**REQUIRED WORK**
Produce a verbatim transcription of the records below, beginning at the line containing "Exercise. Identify every instance of the woman's long" and ending at the final line; include only those lines.

— start DATA FOR THIS EXERCISE —

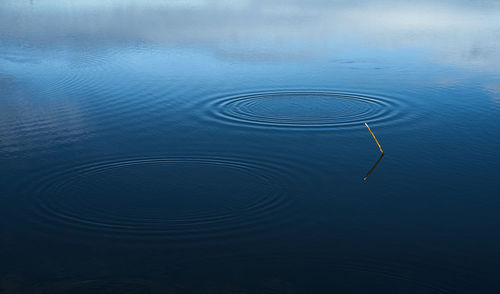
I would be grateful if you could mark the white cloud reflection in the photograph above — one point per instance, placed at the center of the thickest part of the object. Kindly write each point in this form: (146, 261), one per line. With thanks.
(464, 33)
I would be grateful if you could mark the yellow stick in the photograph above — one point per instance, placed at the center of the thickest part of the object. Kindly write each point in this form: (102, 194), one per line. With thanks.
(379, 147)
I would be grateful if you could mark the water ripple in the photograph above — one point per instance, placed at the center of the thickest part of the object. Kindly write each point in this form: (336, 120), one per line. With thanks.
(188, 198)
(304, 110)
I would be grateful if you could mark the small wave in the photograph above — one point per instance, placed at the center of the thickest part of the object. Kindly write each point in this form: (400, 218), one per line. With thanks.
(303, 110)
(173, 198)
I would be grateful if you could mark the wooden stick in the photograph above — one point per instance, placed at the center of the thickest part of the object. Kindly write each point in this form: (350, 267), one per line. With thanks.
(379, 147)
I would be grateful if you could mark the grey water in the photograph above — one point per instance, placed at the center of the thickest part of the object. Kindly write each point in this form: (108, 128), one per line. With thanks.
(199, 146)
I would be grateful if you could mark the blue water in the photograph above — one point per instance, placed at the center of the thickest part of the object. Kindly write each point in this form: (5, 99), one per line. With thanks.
(220, 146)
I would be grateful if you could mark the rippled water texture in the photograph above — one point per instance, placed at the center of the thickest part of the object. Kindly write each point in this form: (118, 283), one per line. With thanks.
(202, 146)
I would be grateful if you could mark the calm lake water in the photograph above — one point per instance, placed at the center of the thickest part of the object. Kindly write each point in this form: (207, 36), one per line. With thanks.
(198, 146)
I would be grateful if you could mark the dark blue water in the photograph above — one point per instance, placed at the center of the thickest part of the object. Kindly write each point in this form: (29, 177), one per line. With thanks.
(220, 147)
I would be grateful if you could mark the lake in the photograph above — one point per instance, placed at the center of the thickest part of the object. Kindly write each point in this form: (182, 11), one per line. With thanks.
(199, 146)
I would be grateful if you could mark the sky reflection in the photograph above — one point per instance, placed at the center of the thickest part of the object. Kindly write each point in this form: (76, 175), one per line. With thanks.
(459, 33)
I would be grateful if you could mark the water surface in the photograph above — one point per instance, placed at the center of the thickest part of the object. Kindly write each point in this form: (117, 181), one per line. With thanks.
(220, 147)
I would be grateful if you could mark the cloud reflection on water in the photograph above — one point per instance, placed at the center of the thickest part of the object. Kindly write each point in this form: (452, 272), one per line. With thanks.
(460, 33)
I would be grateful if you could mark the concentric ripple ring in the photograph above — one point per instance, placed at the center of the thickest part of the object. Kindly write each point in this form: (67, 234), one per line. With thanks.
(190, 198)
(303, 109)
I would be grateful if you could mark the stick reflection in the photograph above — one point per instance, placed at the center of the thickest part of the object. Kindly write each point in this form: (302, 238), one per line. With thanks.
(373, 168)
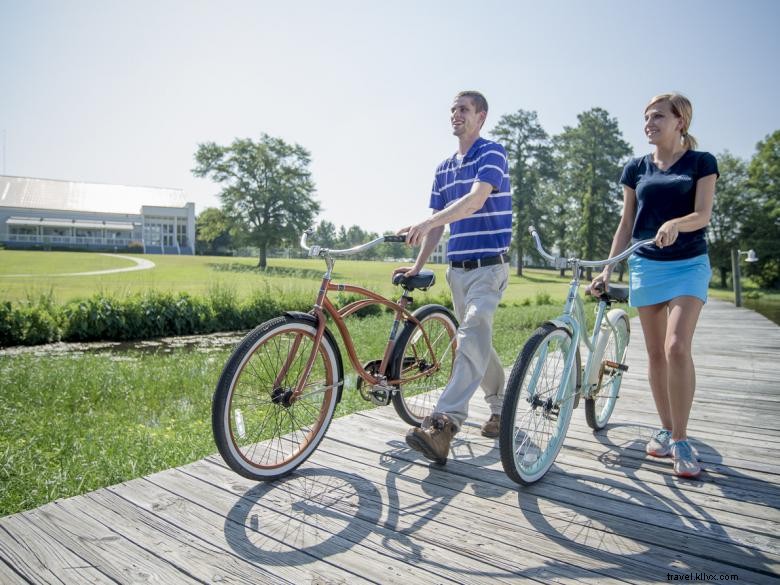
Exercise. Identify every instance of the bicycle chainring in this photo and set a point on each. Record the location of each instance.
(375, 394)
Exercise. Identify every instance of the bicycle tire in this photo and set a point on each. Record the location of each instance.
(532, 431)
(416, 399)
(601, 403)
(261, 432)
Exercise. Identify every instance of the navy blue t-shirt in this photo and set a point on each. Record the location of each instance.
(664, 195)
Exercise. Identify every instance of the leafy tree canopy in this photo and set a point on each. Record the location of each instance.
(267, 188)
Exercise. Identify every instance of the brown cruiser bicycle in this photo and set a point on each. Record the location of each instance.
(278, 391)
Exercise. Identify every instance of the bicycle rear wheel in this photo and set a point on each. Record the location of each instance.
(599, 407)
(533, 424)
(418, 394)
(262, 430)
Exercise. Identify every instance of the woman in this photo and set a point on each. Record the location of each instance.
(668, 195)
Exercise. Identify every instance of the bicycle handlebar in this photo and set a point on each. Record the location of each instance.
(559, 262)
(320, 251)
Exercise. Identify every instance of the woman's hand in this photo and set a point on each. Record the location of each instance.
(600, 283)
(667, 234)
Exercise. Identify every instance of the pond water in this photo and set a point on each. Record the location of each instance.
(222, 341)
(201, 343)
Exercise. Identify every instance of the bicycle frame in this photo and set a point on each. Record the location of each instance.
(323, 306)
(573, 315)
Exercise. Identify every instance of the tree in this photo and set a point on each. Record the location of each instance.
(325, 234)
(730, 209)
(530, 164)
(589, 159)
(212, 231)
(762, 228)
(268, 190)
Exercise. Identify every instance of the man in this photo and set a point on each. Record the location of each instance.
(471, 193)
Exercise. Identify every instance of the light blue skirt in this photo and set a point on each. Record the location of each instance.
(657, 281)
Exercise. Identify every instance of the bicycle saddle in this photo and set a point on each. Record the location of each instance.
(423, 280)
(616, 292)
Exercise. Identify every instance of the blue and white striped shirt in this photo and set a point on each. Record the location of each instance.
(488, 231)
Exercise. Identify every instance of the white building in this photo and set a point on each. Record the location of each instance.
(49, 214)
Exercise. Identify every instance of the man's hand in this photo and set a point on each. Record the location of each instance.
(407, 271)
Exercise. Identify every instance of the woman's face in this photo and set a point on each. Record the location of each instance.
(661, 125)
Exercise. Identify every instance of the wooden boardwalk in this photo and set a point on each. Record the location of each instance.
(365, 508)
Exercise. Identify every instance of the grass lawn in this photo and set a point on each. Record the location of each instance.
(200, 274)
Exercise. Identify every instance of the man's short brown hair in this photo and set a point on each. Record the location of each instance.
(480, 103)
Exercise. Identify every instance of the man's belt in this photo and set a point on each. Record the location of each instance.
(479, 262)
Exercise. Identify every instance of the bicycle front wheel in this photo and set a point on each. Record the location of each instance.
(263, 430)
(533, 422)
(599, 407)
(423, 368)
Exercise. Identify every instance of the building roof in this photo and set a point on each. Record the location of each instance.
(32, 193)
(81, 224)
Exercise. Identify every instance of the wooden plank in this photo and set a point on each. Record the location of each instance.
(187, 508)
(180, 547)
(29, 555)
(119, 560)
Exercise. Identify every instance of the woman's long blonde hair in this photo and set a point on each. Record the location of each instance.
(682, 108)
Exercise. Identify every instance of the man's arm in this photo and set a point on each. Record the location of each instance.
(463, 207)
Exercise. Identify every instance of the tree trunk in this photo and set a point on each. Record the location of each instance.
(519, 262)
(262, 262)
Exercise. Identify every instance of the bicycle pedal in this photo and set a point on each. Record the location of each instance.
(616, 366)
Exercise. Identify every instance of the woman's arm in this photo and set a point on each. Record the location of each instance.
(705, 193)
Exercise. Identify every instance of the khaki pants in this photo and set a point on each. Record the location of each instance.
(475, 295)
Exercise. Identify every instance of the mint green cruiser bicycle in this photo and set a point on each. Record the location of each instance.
(546, 382)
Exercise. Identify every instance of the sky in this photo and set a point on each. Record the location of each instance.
(122, 92)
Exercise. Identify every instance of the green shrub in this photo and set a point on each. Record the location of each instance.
(543, 298)
(30, 323)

— end DATA FOR THIS EXERCISE —

**ANSWER TO THIS EXERCISE**
Exercise. Identify every instance of the woman's long blonde hair in this photo and set a point on each. Record the location of each instance.
(682, 108)
Exercise. Identify every instance of the man's arm in this photo and set a point on each. Record the location of each instance.
(463, 207)
Exercise. Identify every instance of the tree trunk in this photo and set a point on each. Record the location of each instance.
(519, 262)
(262, 262)
Exercise. Identify every instance of the bicycle pedal in this photo and set a point on each. Record the location of each instance.
(616, 366)
Exercise. Identify every instance of the woman's arm in this photo and set a point on each. Record the location of each instance.
(705, 193)
Exercise. Identify every instance of the khaki pants in this photo and set a point on each. Record the location of each instance.
(475, 295)
Exercise. Identify every instance of the mint green cruiser bicycle in this photo and set a point on each. Record the location of each instance.
(546, 382)
Exercise. Identify every instance of the sky in this photo and set a point on each. Record the location of each instance.
(122, 92)
Exercise. Identify every instance of the green shrub in this photo and set a point on each. Record the location of each instance.
(543, 298)
(30, 323)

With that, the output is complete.